EXTRACT Start Marker

She added: “Our National Health Service is our country’s greatest institution and our greatest asset. It should be run in the interests of the people who work for the NHS, the people who rely on the NHS and all of us who love and treasure it, not in the interests of private companies that seek to profit from health services and patient data.”

Kailash Chand, the former deputy chair of the British Medical Association who recently passed away, previously condemned Palantir’s work in the NHS, saying it will damage trust.

“It makes it difficult for people like me to convince ethnic minority people that this is being done in their best interests,” he said. “The secrecy around what the government is doing with NHS data, working with companies like Palantir, will damage what trust is left amongst ethnic communities, for migrants, and in the NHS family as a whole.”

Palantir has increased its presence in the UK in recent years, with its technology being used by the government, police and NHS.

EXTRACT End Marker

§ **BRIEF**
Write the next part of the passage about Palantir and the NHS, picking up right after its final sentence.

PROVIDED RECORDS Start Marker

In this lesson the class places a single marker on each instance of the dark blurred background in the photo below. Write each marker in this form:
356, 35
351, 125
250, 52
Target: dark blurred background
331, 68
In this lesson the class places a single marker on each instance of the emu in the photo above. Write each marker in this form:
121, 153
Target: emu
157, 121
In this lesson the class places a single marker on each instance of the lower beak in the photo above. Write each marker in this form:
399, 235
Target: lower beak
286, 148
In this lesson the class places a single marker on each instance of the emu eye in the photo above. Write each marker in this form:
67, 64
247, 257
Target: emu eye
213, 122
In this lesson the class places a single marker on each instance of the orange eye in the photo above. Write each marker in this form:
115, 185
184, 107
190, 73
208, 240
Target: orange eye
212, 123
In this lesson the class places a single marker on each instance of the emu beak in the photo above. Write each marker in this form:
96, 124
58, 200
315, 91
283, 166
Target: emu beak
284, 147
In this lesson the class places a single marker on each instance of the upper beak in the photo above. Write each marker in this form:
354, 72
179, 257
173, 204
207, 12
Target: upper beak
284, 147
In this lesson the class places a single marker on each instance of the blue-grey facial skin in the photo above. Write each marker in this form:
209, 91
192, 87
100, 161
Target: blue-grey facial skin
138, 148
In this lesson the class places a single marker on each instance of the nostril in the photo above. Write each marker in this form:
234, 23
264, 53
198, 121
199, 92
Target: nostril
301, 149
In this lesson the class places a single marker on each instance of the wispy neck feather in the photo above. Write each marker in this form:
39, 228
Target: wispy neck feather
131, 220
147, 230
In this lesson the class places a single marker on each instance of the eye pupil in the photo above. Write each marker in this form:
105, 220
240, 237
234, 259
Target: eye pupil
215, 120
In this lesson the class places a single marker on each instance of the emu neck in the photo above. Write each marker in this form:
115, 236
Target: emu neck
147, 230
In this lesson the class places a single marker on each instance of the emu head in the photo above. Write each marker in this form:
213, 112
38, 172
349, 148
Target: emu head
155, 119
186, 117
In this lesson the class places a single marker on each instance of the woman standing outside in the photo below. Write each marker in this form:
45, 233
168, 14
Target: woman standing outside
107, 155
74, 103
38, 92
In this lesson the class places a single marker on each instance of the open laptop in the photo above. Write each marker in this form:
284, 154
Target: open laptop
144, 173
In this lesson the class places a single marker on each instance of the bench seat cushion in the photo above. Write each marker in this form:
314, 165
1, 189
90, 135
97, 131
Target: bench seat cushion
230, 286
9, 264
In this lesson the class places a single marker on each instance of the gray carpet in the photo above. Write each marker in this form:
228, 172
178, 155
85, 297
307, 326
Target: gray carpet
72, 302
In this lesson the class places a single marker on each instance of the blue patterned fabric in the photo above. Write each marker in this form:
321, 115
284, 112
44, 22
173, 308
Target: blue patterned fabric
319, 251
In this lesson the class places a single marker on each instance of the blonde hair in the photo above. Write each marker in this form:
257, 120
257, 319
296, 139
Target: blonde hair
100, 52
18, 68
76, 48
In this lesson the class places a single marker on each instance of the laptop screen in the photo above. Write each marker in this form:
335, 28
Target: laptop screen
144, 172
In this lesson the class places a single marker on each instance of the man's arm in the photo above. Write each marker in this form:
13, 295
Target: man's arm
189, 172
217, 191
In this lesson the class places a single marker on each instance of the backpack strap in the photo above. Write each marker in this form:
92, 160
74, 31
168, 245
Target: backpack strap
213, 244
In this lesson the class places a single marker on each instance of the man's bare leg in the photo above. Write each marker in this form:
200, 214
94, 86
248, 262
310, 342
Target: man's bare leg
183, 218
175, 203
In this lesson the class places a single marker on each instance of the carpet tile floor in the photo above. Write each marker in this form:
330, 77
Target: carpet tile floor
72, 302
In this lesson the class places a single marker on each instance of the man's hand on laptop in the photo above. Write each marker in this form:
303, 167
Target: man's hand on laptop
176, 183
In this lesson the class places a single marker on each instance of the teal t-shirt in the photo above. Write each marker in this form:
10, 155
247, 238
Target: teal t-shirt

PROVIDED RECORDS End Marker

§ **RESPONSE AREA**
In 2016, the Metropolitan Police trialled the company’s predictive policing software – which has been accused of creating a “racist feedback loop” in some American police forces. Palantir later agreed to pay $1.7m to settle a US government lawsuit over allegations of racial discrimination, although it did not admit any wrongdoing.

Responding to questions about former Palantir staff getting jobs in government, the Department of Health and Social Care said the Test and Trace scheme has "drawn on expertise from across the public and private sectors".

A spokesperson said: "We have robust rules and processes in place in order to ensure that conflicts of interest do not occur and we continue to ensure all contracts are awarded in line with procurement regulations and transparency guidelines. Proper due diligence is carried out for all government contracts and appointments, and we take these checks extremely seriously."